# Provided records
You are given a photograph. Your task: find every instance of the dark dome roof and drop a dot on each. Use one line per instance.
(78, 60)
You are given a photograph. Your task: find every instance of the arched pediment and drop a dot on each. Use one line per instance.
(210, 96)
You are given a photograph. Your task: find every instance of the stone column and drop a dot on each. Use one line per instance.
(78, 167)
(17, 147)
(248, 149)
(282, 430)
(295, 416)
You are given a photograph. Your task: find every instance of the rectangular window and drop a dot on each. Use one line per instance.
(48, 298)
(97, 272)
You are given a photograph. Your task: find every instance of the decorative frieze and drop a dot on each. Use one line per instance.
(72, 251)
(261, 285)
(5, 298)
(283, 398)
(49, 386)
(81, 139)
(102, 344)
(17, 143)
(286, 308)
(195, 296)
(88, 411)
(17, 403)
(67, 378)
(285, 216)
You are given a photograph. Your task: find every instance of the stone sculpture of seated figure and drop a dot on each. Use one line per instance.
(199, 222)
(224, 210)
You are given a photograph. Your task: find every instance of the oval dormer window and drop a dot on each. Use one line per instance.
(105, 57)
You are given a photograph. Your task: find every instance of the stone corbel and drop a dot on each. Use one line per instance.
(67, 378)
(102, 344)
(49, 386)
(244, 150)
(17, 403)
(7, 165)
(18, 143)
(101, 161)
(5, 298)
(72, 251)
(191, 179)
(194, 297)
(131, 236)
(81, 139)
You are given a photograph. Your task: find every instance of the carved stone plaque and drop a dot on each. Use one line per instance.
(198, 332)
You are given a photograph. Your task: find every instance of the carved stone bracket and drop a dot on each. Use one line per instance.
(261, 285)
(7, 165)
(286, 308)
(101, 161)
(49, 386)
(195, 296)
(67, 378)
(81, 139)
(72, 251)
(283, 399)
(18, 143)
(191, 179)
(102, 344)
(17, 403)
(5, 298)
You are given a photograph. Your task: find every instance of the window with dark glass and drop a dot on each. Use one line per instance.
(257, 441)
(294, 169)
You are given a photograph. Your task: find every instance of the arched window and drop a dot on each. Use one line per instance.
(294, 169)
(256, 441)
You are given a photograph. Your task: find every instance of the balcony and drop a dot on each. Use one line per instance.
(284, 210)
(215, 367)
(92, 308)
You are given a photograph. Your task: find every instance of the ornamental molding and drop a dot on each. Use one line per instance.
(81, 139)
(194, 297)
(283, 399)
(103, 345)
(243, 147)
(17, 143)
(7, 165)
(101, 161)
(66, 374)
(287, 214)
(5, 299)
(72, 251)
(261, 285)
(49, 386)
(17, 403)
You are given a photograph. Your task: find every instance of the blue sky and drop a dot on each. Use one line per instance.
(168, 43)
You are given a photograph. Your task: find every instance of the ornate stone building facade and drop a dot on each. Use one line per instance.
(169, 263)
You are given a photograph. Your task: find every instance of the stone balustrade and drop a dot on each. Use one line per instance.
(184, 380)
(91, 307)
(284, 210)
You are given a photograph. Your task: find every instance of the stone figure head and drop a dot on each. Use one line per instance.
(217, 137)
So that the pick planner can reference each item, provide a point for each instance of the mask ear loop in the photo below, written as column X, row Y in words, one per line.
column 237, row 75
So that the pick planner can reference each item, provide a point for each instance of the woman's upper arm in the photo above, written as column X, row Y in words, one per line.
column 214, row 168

# What is expected
Reproduce all of the items above verbatim, in their original order and with the same line breaks.

# Answer to the problem
You are given a photograph. Your task: find every instance of the dark dome roof and drop a dot on each. Use one line per instance.
(78, 60)
You are given a photograph. Your task: find every instance of the arched pediment and drop a dot on each. Use one line per instance.
(210, 96)
You are given a photograph. Your task: find every instance of the stone column and drop a dot on each. Use one line per instance.
(78, 167)
(17, 147)
(248, 149)
(282, 430)
(295, 416)
You are given a photograph. Your task: find every instance of the rectangular window and drop a dot on each. Use one line per instance.
(48, 298)
(97, 272)
You are given a photograph. Your task: find every instance of the decorative frieze and drop a dot on each. Use one line per instance.
(72, 251)
(261, 285)
(5, 298)
(283, 398)
(49, 386)
(81, 139)
(102, 344)
(17, 143)
(286, 308)
(195, 296)
(88, 411)
(17, 403)
(67, 378)
(285, 216)
You are given a photograph. Your task: find every instance of the stone sculpture of seated figure and drop a dot on each. Use one line per instance.
(199, 222)
(224, 210)
You are given a photograph. Your task: find every instance of the oval dormer window and drop a dot on each. Use one line per instance.
(105, 57)
You are given a photograph. Your task: find every instance of the stone corbel and drop a dot on each. Use one line per instance.
(67, 378)
(102, 344)
(49, 386)
(244, 150)
(17, 403)
(7, 165)
(18, 143)
(101, 161)
(5, 298)
(72, 251)
(191, 179)
(194, 297)
(131, 236)
(81, 139)
You are given a photograph. Your task: find every instance of the carved stone plaque and drop a dot on each. Use one line per instance.
(198, 332)
You are given a photograph. Your task: find every instance of the carved stone bracket and drop a dot on each. Use one line per instance.
(261, 285)
(7, 165)
(286, 308)
(101, 161)
(49, 386)
(195, 296)
(67, 378)
(81, 139)
(72, 251)
(283, 399)
(18, 143)
(191, 179)
(102, 344)
(17, 403)
(5, 298)
You are given a photograph. Your task: find every instance of the window with dark glass and drop a dot on each. Use one line per instance.
(257, 441)
(294, 169)
You are given a photograph. Your task: find every instance of the arched window and drop a dot on each. Use one line per instance.
(294, 169)
(256, 441)
You are given a photograph. Your task: find every instance of the balcony and drop a dot on each. Use one line per instance.
(284, 210)
(215, 367)
(92, 308)
You are given a photograph. Your task: find every instance of the ornamental molding and drop a dot on each. Use one line per instance.
(81, 139)
(194, 297)
(283, 399)
(103, 345)
(243, 147)
(17, 143)
(7, 165)
(101, 161)
(66, 374)
(287, 214)
(5, 299)
(72, 251)
(261, 285)
(49, 386)
(17, 403)
You are given a photograph. Your task: find every instance of the blue sky and drop a dot on each. Use one line per instance.
(168, 43)
You are given a photograph. Your task: find every instance of the ornate stone building facade and drop a dot on each. Use one line per instance.
(169, 263)
You are given a photograph. Your task: find every instance of the stone balustrade and drop a dot on each. Use one line per instance.
(184, 380)
(91, 307)
(284, 210)
You are given a photograph. Your task: find every instance of the stone figure head and drop a dot on each. Use one line per instance.
(217, 137)
So that the pick planner can reference each item, provide a point for each instance of the mask ear loop in the photo below, written as column X, row Y in words, one per line.
column 237, row 75
So that the pick planner can reference each item, provide a point for each instance of the woman's upper arm in the photo above, written as column X, row Y in words, one per line.
column 214, row 168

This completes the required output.